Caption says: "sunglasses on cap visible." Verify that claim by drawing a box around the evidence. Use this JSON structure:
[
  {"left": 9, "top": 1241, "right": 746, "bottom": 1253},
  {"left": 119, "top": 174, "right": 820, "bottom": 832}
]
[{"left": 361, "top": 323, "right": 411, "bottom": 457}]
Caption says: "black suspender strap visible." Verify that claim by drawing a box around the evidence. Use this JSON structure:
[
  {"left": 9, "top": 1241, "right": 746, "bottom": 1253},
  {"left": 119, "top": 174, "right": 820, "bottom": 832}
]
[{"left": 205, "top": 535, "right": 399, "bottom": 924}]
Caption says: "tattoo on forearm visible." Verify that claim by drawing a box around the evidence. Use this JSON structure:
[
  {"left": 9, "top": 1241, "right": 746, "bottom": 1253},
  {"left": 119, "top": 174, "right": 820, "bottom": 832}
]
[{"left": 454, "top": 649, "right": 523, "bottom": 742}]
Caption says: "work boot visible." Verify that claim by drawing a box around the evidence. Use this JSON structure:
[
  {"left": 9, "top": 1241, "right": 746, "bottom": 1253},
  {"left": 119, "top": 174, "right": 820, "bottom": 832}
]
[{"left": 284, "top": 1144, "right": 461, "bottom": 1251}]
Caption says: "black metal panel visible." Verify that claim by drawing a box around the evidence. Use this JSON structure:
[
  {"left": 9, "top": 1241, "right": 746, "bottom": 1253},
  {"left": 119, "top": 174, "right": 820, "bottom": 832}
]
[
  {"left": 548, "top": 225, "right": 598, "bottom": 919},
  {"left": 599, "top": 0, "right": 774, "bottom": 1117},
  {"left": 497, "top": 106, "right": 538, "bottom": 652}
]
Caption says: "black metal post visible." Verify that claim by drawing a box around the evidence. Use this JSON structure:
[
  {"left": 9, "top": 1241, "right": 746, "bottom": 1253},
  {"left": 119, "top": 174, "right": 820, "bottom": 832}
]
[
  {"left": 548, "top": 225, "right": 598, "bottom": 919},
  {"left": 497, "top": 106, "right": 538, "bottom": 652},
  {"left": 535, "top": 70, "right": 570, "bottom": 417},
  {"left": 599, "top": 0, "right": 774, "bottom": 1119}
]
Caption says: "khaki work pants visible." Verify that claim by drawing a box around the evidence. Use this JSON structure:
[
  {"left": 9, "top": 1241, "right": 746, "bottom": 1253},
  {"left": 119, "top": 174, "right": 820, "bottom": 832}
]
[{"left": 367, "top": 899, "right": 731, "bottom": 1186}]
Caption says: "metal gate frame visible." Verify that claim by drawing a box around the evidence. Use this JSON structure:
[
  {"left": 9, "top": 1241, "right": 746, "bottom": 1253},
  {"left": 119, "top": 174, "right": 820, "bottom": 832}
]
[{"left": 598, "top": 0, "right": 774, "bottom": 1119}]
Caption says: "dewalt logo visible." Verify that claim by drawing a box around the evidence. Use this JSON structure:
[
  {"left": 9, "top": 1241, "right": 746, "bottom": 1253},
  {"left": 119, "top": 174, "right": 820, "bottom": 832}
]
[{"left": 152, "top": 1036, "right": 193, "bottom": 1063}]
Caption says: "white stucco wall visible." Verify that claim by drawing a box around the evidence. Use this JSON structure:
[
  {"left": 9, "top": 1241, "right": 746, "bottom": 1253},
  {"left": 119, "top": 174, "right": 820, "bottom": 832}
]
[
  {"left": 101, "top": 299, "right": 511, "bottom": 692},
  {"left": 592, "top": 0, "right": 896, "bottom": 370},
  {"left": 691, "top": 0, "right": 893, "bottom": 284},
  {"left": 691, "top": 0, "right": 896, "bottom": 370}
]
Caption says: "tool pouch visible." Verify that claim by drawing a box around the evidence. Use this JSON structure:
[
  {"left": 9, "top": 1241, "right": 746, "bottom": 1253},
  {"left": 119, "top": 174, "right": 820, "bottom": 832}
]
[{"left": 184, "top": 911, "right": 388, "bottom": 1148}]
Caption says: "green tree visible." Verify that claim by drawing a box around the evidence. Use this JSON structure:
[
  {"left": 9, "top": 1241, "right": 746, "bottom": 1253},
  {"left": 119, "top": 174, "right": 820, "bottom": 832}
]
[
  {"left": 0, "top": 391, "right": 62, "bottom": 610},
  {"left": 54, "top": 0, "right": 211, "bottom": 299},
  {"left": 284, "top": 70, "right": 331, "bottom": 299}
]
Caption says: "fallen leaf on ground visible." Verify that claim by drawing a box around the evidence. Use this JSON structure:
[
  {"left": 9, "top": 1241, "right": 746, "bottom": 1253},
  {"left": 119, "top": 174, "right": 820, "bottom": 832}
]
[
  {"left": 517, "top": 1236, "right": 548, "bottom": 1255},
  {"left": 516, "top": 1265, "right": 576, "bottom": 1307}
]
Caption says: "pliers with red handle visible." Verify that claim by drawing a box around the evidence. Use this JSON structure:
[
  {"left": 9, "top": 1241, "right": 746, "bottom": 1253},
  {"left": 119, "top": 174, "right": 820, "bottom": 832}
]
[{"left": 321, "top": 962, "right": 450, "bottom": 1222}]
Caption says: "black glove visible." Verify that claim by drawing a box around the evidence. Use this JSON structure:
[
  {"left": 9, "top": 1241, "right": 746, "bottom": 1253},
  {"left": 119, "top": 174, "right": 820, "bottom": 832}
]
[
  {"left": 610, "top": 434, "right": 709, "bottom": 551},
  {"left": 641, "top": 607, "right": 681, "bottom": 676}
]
———
> **Required work**
Each line from the one containing "with red handle" to the final line of the entries above must be returned exactly, and no other line may appear.

> **Output for this task**
Caption says: "pliers with red handle visible." Verify that claim by drawing a box around the evidence. Use this JSON structure:
[
  {"left": 9, "top": 1241, "right": 746, "bottom": 1253},
  {"left": 119, "top": 174, "right": 820, "bottom": 832}
]
[{"left": 321, "top": 962, "right": 450, "bottom": 1222}]
Caption says: "black glove visible." Verify that claim by drawing a box around the evidence. Use this JSON structure:
[
  {"left": 9, "top": 1241, "right": 746, "bottom": 1253},
  {"left": 119, "top": 174, "right": 820, "bottom": 832}
]
[
  {"left": 610, "top": 434, "right": 709, "bottom": 551},
  {"left": 641, "top": 607, "right": 681, "bottom": 676}
]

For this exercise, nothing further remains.